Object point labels
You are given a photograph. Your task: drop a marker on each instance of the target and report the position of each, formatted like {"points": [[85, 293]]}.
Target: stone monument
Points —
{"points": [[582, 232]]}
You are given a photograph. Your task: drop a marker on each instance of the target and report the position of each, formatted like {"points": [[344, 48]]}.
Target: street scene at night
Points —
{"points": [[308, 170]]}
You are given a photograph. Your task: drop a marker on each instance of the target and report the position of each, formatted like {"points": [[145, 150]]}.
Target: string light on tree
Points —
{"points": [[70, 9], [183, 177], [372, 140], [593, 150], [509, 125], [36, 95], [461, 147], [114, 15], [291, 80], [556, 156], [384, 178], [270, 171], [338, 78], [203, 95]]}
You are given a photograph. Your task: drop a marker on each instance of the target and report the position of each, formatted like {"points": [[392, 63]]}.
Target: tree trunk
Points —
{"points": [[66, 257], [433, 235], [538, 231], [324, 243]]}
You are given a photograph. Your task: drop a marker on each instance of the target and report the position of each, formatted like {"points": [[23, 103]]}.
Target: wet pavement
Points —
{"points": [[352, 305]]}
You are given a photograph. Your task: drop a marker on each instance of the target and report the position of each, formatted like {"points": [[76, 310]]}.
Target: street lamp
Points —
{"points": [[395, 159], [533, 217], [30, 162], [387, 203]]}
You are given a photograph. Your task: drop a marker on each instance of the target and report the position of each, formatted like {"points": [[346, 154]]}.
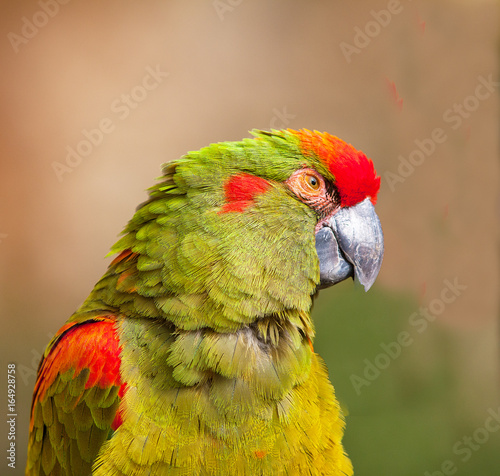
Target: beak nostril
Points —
{"points": [[351, 244]]}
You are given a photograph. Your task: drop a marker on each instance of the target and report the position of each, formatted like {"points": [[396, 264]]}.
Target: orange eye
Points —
{"points": [[312, 181]]}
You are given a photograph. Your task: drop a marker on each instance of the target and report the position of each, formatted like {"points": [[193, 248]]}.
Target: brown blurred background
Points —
{"points": [[379, 74]]}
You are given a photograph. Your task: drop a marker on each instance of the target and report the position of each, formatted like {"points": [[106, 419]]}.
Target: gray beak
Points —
{"points": [[350, 243]]}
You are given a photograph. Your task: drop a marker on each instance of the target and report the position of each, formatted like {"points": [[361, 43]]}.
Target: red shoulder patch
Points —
{"points": [[240, 191], [93, 344], [354, 173]]}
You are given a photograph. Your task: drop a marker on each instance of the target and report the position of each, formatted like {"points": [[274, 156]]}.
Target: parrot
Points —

§ **Directions**
The material above holds pictures; copy everything else in it exactly.

§ **Reply**
You are given a photograph. Your task: drop a marker on each instance of the target and report the position of each, formatted like {"points": [[85, 293]]}.
Target: stone monument
Points —
{"points": [[582, 232]]}
You are given a photograph. Your task: drop a marker on each instance of the target and report the position of each, formatted like {"points": [[344, 48]]}.
Target: street scene at night
Points —
{"points": [[308, 170]]}
You are given a photograph. Your task: drop a marker on each instance of the target and report the position of each, formatted like {"points": [[145, 150]]}.
Target: string light on tree
Points —
{"points": [[70, 9], [183, 177], [372, 140], [593, 150], [509, 125], [36, 95], [461, 147], [114, 15], [291, 80], [556, 156], [384, 178], [270, 171], [338, 78], [203, 95]]}
You are given a photograph. Your task: drop a marker on each instance of the target and report the position of each, formatted like {"points": [[392, 63]]}.
Target: tree trunk
Points —
{"points": [[66, 257], [433, 235], [538, 231], [324, 243]]}
You are given a photograph. Your task: drop a marker on each instance of the target and report the position of each, formatted like {"points": [[23, 103]]}.
Target: wet pavement
Points —
{"points": [[352, 305]]}
You are given a photograph. Your task: drop a marker on each instance of the target and report the position of each, formatted like {"points": [[76, 310]]}.
Target: street lamp
Points —
{"points": [[395, 159], [533, 217], [30, 162], [387, 203]]}
You are given a photograph. Your task: drop a marker on each instance of the target and report the position of each, formatted like {"points": [[346, 154]]}.
Target: beak nostril
Points —
{"points": [[351, 244]]}
You are given a photograph. Your task: drop a marker on each instance of the target and report the position of each, formatted like {"points": [[396, 264]]}.
Target: orange eye
Points —
{"points": [[312, 181]]}
You are given a photograph. Your task: drop a marker on each instance of the target and report the position of each, formatted like {"points": [[193, 248]]}.
Target: brown blurred background
Points —
{"points": [[379, 74]]}
You are given a photograph. Your task: drop a marker on each instance of the target and report the position of each, formatted like {"points": [[106, 419]]}.
Target: gray beak
Points —
{"points": [[350, 243]]}
You are given a photograph. Your task: drop a marker on each instance of the target and report the position of each, formatted like {"points": [[361, 43]]}.
Target: red shoulder patch
Points —
{"points": [[240, 191], [93, 344], [354, 173]]}
You are given a photograph. Your task: drop a marker on each instance of the target and report the position of each, formatted like {"points": [[274, 156]]}.
Target: parrot
Points —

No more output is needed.